**What to produce:** Copy the records from the line containing "Could you please point out the rein" through the end of the records, swapping "photograph" for "image" and keeping everything else unchanged.
* BEGIN Task data *
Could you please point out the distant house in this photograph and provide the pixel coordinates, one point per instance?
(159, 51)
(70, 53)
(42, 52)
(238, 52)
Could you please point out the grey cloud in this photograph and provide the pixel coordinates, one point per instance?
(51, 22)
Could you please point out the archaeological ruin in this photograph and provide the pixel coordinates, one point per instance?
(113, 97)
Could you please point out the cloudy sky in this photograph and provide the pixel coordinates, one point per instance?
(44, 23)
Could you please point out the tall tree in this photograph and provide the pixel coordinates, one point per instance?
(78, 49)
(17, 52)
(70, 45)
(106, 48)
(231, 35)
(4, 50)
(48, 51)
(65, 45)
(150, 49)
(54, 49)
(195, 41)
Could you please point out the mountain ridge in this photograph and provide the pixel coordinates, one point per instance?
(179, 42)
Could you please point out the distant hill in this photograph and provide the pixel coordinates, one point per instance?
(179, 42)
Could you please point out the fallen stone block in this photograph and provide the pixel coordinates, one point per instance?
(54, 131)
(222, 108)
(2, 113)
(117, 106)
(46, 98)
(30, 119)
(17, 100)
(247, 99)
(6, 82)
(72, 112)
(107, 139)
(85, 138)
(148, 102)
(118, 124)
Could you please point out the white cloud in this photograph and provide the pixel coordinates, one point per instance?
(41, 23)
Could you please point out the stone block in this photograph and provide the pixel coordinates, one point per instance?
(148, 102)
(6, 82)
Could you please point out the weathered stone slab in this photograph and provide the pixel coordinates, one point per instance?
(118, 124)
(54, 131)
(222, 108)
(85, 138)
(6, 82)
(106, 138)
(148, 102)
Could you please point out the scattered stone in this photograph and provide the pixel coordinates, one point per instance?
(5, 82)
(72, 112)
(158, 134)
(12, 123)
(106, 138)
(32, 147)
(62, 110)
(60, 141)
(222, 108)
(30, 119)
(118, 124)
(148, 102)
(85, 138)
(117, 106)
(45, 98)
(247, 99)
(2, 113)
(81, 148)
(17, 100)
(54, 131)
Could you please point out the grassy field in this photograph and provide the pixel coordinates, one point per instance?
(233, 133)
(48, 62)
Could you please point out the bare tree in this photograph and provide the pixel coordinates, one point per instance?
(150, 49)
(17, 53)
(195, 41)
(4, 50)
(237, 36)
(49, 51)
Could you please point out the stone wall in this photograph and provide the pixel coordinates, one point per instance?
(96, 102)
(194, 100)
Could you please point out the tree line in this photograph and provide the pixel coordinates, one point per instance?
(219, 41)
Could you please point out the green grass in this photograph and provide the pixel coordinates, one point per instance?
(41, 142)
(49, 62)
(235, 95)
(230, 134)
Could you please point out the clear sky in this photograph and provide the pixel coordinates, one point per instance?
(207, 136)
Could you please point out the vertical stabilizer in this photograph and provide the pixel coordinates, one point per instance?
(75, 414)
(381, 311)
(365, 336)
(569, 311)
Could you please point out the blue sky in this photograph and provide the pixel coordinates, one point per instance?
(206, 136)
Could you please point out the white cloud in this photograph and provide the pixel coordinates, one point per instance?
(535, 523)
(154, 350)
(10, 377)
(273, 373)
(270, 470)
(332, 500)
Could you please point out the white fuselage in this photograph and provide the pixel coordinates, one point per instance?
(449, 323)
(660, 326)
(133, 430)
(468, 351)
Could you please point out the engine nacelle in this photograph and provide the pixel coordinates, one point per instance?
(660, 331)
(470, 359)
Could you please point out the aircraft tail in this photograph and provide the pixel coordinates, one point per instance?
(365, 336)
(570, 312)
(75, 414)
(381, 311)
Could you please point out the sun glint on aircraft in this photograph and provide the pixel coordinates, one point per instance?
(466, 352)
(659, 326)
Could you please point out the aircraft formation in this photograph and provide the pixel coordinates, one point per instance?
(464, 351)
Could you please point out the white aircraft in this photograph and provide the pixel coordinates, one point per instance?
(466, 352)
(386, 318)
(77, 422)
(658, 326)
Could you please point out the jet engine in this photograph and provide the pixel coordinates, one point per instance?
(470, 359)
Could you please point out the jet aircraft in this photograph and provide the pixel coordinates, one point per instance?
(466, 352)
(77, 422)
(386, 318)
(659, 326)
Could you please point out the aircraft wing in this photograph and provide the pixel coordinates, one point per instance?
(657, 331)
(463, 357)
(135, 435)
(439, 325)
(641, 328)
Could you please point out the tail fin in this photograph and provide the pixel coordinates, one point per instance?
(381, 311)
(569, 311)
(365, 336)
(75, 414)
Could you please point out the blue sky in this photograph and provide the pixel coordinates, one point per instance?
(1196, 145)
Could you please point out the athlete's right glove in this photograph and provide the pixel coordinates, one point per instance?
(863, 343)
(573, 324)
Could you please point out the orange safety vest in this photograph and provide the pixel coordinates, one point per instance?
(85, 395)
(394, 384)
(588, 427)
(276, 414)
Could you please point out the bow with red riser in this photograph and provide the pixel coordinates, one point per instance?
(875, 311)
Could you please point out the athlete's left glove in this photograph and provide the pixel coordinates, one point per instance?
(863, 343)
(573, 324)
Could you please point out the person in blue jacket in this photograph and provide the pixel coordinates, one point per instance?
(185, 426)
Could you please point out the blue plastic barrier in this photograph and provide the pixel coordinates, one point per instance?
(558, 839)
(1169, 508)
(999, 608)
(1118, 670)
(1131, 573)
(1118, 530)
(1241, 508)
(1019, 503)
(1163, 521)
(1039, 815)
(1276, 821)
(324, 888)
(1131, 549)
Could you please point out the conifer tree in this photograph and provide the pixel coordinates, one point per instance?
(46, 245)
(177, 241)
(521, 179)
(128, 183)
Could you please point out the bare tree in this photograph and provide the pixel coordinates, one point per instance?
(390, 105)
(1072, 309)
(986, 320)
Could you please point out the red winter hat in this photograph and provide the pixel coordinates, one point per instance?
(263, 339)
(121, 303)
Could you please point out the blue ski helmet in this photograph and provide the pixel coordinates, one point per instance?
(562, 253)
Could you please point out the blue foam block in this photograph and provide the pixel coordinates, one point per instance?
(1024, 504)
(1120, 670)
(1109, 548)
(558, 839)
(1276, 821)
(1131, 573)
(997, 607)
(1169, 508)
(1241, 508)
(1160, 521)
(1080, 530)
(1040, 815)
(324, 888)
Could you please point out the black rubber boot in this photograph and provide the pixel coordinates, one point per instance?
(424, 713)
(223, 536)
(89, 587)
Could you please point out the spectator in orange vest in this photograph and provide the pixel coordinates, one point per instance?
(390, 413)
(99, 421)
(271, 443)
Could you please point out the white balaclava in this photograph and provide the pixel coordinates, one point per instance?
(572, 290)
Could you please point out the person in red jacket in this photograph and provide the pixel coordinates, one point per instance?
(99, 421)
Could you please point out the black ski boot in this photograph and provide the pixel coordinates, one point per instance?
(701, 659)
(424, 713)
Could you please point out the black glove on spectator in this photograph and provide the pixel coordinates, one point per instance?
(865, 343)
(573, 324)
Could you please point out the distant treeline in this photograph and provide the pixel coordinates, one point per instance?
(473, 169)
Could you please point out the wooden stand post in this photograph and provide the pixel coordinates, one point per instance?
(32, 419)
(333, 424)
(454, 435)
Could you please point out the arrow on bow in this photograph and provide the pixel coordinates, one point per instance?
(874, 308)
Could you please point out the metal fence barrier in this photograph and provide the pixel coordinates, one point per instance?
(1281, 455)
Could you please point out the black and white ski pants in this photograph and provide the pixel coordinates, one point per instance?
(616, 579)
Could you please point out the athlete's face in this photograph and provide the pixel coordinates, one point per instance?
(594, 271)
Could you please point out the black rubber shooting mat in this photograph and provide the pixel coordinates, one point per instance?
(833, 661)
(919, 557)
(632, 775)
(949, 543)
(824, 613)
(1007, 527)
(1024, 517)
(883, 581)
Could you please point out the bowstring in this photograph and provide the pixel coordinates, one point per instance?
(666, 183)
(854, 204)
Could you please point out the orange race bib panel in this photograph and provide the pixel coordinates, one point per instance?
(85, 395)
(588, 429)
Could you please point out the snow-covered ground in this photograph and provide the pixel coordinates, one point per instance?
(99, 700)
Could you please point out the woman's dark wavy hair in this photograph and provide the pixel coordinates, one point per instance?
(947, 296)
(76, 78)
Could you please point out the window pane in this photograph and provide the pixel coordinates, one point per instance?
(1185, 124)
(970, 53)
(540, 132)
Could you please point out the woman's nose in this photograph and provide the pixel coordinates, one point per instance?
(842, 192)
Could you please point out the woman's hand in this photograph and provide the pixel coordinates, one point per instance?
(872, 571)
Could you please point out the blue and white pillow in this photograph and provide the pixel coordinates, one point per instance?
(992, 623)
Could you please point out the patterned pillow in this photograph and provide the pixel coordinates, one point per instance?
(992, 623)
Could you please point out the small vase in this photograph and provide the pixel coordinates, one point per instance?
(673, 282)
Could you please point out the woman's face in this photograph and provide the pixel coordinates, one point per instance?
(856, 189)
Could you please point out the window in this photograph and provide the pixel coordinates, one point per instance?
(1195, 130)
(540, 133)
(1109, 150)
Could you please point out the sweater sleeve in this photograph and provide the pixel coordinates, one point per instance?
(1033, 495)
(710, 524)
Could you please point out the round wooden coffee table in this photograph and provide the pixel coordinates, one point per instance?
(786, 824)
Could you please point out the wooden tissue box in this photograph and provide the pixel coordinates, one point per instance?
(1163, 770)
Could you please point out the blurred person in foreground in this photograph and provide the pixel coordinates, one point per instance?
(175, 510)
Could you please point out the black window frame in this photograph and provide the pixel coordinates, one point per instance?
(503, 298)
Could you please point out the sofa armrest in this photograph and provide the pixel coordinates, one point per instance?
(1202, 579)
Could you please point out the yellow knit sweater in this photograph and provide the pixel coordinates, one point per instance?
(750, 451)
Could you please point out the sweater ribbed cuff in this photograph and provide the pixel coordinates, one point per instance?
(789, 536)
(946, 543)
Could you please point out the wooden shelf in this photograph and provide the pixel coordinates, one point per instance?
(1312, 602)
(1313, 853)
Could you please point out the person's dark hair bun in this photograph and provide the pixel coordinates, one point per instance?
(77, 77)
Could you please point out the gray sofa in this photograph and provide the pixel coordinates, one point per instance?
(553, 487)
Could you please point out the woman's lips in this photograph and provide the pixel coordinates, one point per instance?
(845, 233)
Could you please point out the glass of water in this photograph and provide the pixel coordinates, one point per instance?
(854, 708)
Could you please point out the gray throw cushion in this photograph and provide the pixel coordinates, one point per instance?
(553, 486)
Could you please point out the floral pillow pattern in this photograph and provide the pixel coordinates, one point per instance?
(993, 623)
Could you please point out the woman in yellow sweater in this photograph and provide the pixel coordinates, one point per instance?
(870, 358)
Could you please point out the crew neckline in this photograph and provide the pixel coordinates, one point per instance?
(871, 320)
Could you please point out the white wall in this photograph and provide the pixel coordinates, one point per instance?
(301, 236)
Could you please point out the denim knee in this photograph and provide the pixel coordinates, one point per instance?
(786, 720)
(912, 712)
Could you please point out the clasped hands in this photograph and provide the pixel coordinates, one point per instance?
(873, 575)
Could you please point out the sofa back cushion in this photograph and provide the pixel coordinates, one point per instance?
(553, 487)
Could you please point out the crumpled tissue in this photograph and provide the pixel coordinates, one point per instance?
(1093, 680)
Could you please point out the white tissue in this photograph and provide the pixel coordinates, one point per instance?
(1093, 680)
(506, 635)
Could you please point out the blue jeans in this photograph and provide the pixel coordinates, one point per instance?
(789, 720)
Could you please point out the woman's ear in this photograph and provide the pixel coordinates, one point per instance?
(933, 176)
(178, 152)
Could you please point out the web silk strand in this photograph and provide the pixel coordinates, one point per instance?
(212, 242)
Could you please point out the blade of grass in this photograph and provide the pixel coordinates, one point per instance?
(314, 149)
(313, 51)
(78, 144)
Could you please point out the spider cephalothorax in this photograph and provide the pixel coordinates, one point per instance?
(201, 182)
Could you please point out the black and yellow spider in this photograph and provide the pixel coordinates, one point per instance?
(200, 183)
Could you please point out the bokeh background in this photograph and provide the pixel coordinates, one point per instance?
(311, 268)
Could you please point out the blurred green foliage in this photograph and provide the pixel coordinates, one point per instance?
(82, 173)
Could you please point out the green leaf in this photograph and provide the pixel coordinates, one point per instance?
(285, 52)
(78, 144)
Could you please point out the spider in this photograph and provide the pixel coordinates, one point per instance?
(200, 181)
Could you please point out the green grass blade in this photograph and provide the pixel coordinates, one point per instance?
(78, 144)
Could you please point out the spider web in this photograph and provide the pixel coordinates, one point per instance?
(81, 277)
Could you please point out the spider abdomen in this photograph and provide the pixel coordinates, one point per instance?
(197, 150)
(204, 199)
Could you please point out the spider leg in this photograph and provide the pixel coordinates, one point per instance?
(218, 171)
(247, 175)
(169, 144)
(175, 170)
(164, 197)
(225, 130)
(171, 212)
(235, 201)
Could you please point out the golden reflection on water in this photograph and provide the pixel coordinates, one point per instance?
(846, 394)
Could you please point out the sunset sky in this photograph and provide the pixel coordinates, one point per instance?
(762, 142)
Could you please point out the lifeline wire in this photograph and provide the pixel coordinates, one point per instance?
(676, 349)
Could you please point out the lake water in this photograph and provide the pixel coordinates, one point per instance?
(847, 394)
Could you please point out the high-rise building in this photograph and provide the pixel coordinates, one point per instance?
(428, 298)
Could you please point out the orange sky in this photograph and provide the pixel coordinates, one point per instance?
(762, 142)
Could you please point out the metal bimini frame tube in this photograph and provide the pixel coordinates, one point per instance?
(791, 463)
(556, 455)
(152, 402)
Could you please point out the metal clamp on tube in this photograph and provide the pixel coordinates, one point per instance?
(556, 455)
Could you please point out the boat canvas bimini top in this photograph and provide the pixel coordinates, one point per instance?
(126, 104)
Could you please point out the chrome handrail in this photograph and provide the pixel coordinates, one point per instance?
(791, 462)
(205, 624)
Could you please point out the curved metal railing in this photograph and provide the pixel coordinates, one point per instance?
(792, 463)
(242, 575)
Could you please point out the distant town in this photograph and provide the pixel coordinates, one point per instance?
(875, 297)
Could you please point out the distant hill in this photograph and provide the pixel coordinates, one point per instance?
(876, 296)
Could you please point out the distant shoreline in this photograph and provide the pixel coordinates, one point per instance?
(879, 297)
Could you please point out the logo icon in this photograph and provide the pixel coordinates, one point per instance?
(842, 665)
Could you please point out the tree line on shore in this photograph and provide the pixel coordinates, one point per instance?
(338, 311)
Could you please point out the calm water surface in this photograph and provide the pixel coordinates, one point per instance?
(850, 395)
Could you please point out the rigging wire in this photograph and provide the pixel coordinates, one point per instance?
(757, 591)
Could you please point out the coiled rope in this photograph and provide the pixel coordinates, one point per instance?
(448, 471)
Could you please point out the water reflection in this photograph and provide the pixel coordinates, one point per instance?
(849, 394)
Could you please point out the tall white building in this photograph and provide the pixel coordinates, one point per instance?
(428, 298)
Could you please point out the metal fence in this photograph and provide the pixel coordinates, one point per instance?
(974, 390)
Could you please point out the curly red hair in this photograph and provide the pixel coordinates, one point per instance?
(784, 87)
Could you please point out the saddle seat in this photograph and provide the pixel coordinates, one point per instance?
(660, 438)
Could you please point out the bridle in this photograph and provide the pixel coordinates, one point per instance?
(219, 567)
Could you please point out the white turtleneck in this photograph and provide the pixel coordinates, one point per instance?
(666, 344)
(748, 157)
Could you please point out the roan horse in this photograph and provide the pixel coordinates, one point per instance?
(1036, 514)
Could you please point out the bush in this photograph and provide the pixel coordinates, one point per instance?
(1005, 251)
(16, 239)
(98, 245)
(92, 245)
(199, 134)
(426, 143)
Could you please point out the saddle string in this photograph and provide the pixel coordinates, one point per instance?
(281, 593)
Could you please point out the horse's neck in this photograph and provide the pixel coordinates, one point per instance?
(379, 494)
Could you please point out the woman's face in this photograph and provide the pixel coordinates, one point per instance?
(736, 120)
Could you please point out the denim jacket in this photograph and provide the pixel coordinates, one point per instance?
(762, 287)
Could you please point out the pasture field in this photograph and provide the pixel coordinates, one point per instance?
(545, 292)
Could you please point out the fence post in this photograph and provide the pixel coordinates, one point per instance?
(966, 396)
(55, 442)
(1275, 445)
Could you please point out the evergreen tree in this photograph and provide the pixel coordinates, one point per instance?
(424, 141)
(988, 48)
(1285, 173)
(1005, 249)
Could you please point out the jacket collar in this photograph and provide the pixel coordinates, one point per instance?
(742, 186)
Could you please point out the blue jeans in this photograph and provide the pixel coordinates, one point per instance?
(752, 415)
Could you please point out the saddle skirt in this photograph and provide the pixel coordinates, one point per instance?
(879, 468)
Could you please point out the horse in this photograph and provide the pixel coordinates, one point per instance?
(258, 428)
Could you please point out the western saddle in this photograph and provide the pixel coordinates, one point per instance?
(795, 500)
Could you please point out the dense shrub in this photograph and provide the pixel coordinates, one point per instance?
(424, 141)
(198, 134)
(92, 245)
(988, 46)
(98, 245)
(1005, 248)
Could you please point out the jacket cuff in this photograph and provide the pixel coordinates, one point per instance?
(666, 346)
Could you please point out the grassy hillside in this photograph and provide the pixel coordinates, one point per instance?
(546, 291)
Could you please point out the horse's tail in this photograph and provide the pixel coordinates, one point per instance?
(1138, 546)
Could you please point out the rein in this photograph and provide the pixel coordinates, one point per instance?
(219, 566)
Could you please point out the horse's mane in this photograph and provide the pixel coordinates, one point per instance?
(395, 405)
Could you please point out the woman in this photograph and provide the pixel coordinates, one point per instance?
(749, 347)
* END Task data *
**Exercise output:**
Could you please point out the rein in this image and provide the pixel coordinates, one point per instance?
(219, 566)
Could you please point out the horse's mane in this image and provide the pixel coordinates, one point per instance?
(395, 405)
Could you please point out the woman in this image and provide the pixel coordinates, one point per instance?
(749, 347)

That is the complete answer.